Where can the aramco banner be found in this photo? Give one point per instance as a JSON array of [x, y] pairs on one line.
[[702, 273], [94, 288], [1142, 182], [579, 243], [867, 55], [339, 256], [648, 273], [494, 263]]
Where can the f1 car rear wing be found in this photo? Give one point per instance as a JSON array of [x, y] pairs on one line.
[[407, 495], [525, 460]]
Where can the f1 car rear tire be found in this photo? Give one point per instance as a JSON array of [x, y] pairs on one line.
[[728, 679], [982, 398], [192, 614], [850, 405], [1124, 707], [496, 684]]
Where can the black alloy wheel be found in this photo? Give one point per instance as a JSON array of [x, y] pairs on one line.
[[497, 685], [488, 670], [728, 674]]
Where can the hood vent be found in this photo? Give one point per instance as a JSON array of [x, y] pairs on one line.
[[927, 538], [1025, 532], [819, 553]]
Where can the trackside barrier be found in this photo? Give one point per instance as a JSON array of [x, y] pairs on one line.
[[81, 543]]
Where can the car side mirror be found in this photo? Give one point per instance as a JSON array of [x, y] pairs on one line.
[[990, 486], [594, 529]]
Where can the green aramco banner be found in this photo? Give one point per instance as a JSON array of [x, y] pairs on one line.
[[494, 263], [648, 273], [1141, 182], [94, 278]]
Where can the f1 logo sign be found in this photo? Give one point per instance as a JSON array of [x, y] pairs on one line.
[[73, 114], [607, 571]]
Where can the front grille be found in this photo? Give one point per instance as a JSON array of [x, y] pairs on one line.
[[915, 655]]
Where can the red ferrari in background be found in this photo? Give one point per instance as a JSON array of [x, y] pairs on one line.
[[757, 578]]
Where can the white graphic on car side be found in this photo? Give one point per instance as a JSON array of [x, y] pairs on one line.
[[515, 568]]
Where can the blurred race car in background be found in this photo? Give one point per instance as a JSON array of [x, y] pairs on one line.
....
Exercise goal:
Please make the answer a complete, exact reproduction of the records.

Exercise solution:
Where can the aramco banner be found in this photo? Give one point per instance as a JSON array of [x, y] pairs on one line.
[[702, 273], [94, 288], [1142, 182], [579, 243], [867, 55], [339, 256], [648, 273], [494, 263]]
Where can the f1 car rear wing be found in this photo? Give one point per instance as a JSON array of [x, y] pairs on one line.
[[407, 495], [525, 460]]
Where can the f1 car rear tire be found in this photo? Give one point per instance as a JSON array of [x, y] pairs on one line.
[[728, 679], [982, 398], [192, 614], [850, 405], [1124, 707], [496, 684]]
Where can the black alloy wheel be found in this photo? Give one point per instance as a JSON array of [x, y] pairs on one line.
[[497, 685], [488, 670], [728, 674]]
Where can the hood vent be found in this photo? Give one point per instance as a JSON array of [x, y] pairs on one line.
[[927, 538], [1025, 532], [819, 553]]
Where can the trackside barrier be found in this photo? Give one point per instance as a JSON array of [x, y] pairs on one line.
[[81, 543]]
Where can the car side mirror be found in this photo? Give one point per instance as a JSON array of [x, y] pairs on one line.
[[990, 486], [594, 529]]
Where can the green aramco banner be found in this photo? Give one point per instance as a JSON array of [x, y] pairs on one line.
[[494, 263], [648, 273], [1141, 182], [94, 278]]
Where can the f1 logo sign be found in this photo? Give one point per instance as a JSON array of [x, y] pairs on one line.
[[73, 114], [607, 571]]
Where can the front grille be found in this photo? Give one point per instance as a JSON array of [x, y] pairs on one line.
[[915, 655]]
Where can the red ferrari in background be found in this photo? Give one point per instance as a JSON array of [x, y] pairs on one line.
[[757, 578]]
Where can the white graphic on car side be found in this photo? Give one point per instance as a JSON array of [x, y] pairs on one line.
[[515, 568]]
Where can the blurred race car in background be found in this photo? Give one point per instance as a JSON array of [x, y] pairs on one line.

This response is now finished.